● WHAT YOU WILL DO:
1) Answer these questions using the interview excerpt below:
(a) Whom does the speaker call China's Bismarck?
(b) Where had Kaiser Wilhelm been on vacation before he was called back to Potsdam in July 1914?
(c) How many Balkan crises did Kaiser Wilhelm say he had had in his reign?
2) Translate this sentence from the interview excerpt below into Spanish: "China's Bismarck in many ways is Deng Xiaoping."
3) In the interview excerpt below, rewrite the paragraph beginning "And of course, problem in the summer of 1914" in shorter form, keeping its main facts.

China's Bismarck in many ways is Deng Xiaoping. I mean, he's,
he's the one who was able to plan for the future thinking strategically about
where China's interests were. Xi Jinping is not like that. I mean, his
approaches remind me much, much more of, of some of those, not necessarily just
in Germany, but political leaders that came after the Bismarckian era who were
trying to deal with, as we already talked about conflicts and issues that were
real and were there, but couldn't quite find a way of doing so.
Donald Trump, on the other hand, had some, you know, it
certainly has some of the impulsiveness. He also, in my view, has some of the
striking lack of thinking strategically over the long term that Wilhelm II also
had. I mean, and, and this is part of what worries me, so I mean, if, if a
world class crisis of the 1914 kind, sort, the black swan event, where to come
along today with tensions already running high. I really worry about that
aspect of, of personalized predominance or, or, or rule.
I think that was one of the things that really did go wrong in
the summer of 1914 was that a number of these people, because of the
personalities, were not able to pull back when they should have seen that it
was in their interest to pull back.
Michael Feinberg: If
you look back at some of the more robust in depth treatments of that summer, whether
we're talking popular history like Barbara Tuchman or some of Christopher
Clark's later work that is, I would argue a bit more academic and rigorous, but
that's very much an ongoing theme, is how personality driven a lot of this was.
And an inability to, for the leaders to step out of themselves. And even
attempt to see things from another person's point of view, not as a matter of
empathy or grace, but simply as a means of coming up with a better strategy for
themselves. It seems to have never occurred, and I very much worry that that
could lead to a Black Swan event.
So I, I wanna address something in a region that you deal
within your book, but not as in depth with China. I was hoping I could pull
some more out of you about it. And you know, shortly after your book came out,
the United States launched a war against Iran. And I can very well see a world
in which a distant war in a far away land, as one of the less illustrious
British prime ministers would say, become something considerably more in the
same manner that the assassination of a single Habsburgian official led to a
conflagration that utterly unmade the world as it was then known.
And I was just wondering, should we be concerned about this
conflict in Iran, a country which in many sense is integrated into the sort of
international ecosystem that Russia and China also belong to expanding into
something that does resemble eras in history we would prefer not to go back to?
Arne Westad: There is
certainly a risk of that. I mean, clearly in my view, particularly with how the
war has developed over the last couple of weeks, I, I think there is a definite
possibility. Not that this in itself I think could lead immediately to a
greater configuration, but that it could come together with other issues, right,
in creating a kind of situation that it would be really, really hard to get
out.
And of course, problem in the summer of 1914 was that Kaiser
Wilhelm had been on his annual sailing vacation in the Norwegian fjords and was
called back to Potsdam in in July 1914. And when told that this was because of
a Balkan crisis, he exploded as he often did, and said, you know, why did you
call me back here for another Balkan crisis? I've had 13 of these in my reign
and we all always been able to contain them.

● Image location labeling rows:

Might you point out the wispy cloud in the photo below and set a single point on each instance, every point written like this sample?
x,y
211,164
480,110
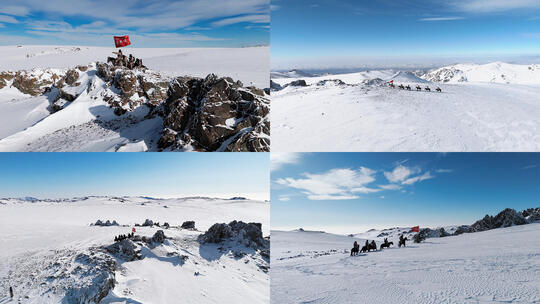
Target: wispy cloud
x,y
134,17
278,160
263,18
440,18
8,19
485,6
406,175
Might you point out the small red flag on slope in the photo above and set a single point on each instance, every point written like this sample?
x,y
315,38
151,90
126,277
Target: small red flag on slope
x,y
120,41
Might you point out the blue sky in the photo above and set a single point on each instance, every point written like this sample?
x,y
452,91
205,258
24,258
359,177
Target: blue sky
x,y
332,33
353,192
61,175
150,23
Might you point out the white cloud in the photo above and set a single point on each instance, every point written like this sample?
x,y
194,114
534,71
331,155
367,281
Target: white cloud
x,y
8,19
399,174
418,178
486,6
278,160
390,187
336,184
440,18
263,18
405,176
20,11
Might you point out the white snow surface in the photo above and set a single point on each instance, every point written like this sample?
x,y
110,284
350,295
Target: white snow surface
x,y
496,266
38,234
466,116
250,65
87,123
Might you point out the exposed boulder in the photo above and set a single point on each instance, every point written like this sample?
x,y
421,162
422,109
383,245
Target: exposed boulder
x,y
250,234
297,83
215,114
531,214
188,225
125,249
148,222
96,277
158,237
106,223
71,77
506,218
330,81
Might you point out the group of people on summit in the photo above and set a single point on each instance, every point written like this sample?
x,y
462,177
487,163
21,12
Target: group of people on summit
x,y
122,60
373,246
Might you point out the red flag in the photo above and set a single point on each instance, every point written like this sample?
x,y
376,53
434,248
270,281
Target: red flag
x,y
120,41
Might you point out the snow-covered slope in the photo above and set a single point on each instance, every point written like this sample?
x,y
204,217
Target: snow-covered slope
x,y
101,107
495,72
496,266
366,115
50,252
249,65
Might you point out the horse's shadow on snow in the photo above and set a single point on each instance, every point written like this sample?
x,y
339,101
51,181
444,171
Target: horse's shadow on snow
x,y
214,251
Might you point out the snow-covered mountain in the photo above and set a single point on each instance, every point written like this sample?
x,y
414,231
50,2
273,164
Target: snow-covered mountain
x,y
494,266
56,251
290,74
495,72
106,107
360,112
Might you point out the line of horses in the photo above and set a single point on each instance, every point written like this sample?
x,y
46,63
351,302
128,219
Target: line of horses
x,y
373,246
418,87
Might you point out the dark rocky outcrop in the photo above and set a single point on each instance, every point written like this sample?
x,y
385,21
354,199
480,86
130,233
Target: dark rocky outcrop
x,y
506,218
215,114
126,250
148,222
332,81
188,225
159,237
250,234
297,83
98,271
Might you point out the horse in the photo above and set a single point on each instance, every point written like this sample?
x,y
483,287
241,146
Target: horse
x,y
355,249
402,242
387,245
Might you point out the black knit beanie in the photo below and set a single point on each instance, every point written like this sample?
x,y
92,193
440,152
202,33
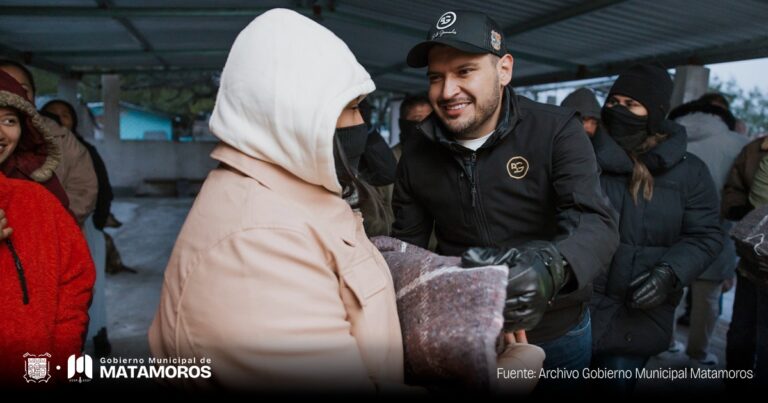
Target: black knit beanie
x,y
651,86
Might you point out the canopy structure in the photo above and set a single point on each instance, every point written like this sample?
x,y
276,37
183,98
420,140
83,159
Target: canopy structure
x,y
551,40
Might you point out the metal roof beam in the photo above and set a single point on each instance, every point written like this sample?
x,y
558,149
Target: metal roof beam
x,y
33,60
745,50
132,30
130,52
337,15
558,16
131,12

● EXERCISE SOLUTIONS:
1)
(a) Deng Xiaoping
(b) On his annual sailing vacation in the Norwegian fjords
(c) 13

2) El Bismarck de China, en muchos sentidos, es Deng Xiaoping.

3) In July 1914, Kaiser Wilhelm was called back to Potsdam from his annual sailing vacation in the Norwegian fjords. Told it was because of a Balkan crisis, he exploded and asked why he had been recalled for another one, saying he had had 13 in his reign and they had always been contained.